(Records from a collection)
----------------

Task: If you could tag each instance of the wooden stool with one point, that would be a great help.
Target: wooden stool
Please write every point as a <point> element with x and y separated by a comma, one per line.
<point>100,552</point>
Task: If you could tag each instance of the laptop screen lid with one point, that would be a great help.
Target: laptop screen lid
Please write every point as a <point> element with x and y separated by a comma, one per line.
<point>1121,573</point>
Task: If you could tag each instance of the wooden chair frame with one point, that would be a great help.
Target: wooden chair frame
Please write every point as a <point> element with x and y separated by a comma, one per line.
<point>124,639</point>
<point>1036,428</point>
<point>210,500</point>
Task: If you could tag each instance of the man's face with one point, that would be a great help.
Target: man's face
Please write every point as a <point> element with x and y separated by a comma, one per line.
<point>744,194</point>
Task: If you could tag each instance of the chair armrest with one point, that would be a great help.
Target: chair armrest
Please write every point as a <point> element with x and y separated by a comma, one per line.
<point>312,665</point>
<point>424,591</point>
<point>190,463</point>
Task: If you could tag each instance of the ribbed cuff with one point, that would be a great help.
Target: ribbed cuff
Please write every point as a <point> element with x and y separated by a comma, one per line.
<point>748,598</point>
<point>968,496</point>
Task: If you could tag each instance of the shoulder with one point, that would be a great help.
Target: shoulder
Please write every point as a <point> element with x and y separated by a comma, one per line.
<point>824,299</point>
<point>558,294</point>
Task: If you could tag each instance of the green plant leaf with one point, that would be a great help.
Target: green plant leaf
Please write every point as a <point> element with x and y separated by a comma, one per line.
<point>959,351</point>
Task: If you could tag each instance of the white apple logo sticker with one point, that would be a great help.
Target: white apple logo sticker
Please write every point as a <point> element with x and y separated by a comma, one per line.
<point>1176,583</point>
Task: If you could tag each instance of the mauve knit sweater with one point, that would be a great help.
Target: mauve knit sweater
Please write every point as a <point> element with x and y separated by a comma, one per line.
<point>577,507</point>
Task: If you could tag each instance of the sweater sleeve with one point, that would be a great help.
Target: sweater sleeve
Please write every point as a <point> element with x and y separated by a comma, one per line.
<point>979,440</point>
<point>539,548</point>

----------------

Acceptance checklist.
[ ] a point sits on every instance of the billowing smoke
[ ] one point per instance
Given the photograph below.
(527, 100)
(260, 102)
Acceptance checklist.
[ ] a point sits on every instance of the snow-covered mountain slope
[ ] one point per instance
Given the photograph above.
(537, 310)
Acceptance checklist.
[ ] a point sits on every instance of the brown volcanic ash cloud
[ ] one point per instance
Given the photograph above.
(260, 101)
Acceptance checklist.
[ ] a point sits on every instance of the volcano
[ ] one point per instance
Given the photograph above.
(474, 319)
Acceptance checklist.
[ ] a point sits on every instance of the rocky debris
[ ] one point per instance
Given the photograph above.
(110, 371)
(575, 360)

----------------

THE TASK:
The range runs from the line above containing "Task: If you could tag each instance of the wooden stool" to the line containing "Target: ribbed cuff", inclusive. Restate those lines word for word and no others.

RESPONSE BELOW:
Task: If you could tag each instance of the wooden stool with one point, that would be a great help.
Target: wooden stool
Please write every point as a <point> element with x and y separated by a comma, one per line.
<point>100,552</point>
Task: If you could tag each instance of the laptop screen lid with one point, that would be a great help.
Target: laptop screen lid
Please write every point as a <point> element with x and y separated by a comma, one per line.
<point>1121,573</point>
Task: If you could tag each instance of the wooden chair frame with one point, that would be a great help.
Target: wooden chair frame
Please write every point as a <point> element with x and y separated by a comma, one per line.
<point>124,639</point>
<point>1036,428</point>
<point>210,500</point>
Task: If you could tag each instance of the man's face with one point, that would be a great help.
Target: man's face
Please write every point as a <point> element with x and y separated by a comma, one per line.
<point>744,194</point>
Task: If you could tag each instance of the chair armrest with one point, that would be a great help.
Target: chair armrest
Please write every point as a <point> element with x and y separated by a comma, one per line.
<point>312,665</point>
<point>424,591</point>
<point>190,463</point>
Task: If you could tag each instance of the ribbed cuff with one point, that would be a great help.
Target: ribbed cuff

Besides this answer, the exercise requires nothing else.